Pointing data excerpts
= = = = =
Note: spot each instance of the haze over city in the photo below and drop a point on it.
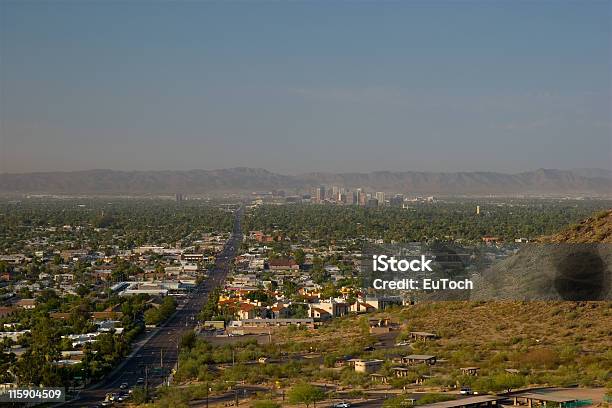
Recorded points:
(302, 87)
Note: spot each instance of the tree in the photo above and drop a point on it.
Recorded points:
(305, 394)
(265, 404)
(299, 256)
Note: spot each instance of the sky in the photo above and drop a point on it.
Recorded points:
(296, 87)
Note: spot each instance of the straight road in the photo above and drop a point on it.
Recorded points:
(160, 348)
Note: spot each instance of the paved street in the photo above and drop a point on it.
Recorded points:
(160, 346)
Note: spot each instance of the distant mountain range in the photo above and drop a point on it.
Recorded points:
(243, 179)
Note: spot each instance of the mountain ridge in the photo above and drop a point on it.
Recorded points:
(246, 179)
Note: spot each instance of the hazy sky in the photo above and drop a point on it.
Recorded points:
(296, 87)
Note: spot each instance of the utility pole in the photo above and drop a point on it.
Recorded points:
(146, 383)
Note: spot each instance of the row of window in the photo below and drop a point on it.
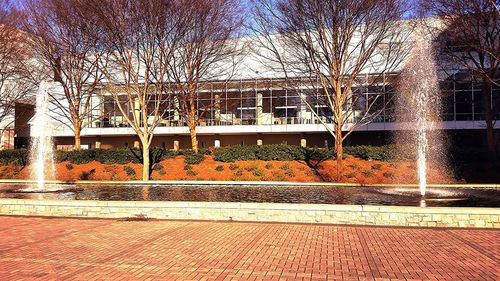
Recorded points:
(257, 106)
= = = = =
PROMPT:
Update every entry by replacing "drop a point on it" with "place a marker on it" and keeping everything else unchanged; omit the pictures from the output.

ANSWER IN FULL:
Note: spot each instance of the haze over city in the photo below and place a marker on it.
Recorded points:
(302, 87)
Note: spot each instance of the tree in the photo above and place a marker on it.
Recorded points:
(305, 394)
(265, 404)
(299, 256)
Note: spot each instance of the sky in the photo above and place a marker on it.
Recorded points:
(296, 87)
Note: spot each instance of the straight road in the photo above and place a marker on it.
Recorded points:
(160, 348)
Note: spot each instance of the paved street in the photo above and place a marker on it.
Recorded points:
(160, 346)
Note: spot each instance of the distant mountain range in the photo above and place a marker on it.
Recorded points:
(243, 179)
Note: spot each instance of the mountain ridge in the photo above and place a marker on it.
Recorded points:
(246, 179)
Note: spot each instance of the hazy sky in the photo above and place a marker on it.
Recorded points:
(296, 87)
Note: spot each instance of the utility pole in the photo above and place a marker on it.
Recorded points:
(146, 383)
Note: spot each instance of the row of window in the photo below and place a marker on it.
Recorded points:
(257, 106)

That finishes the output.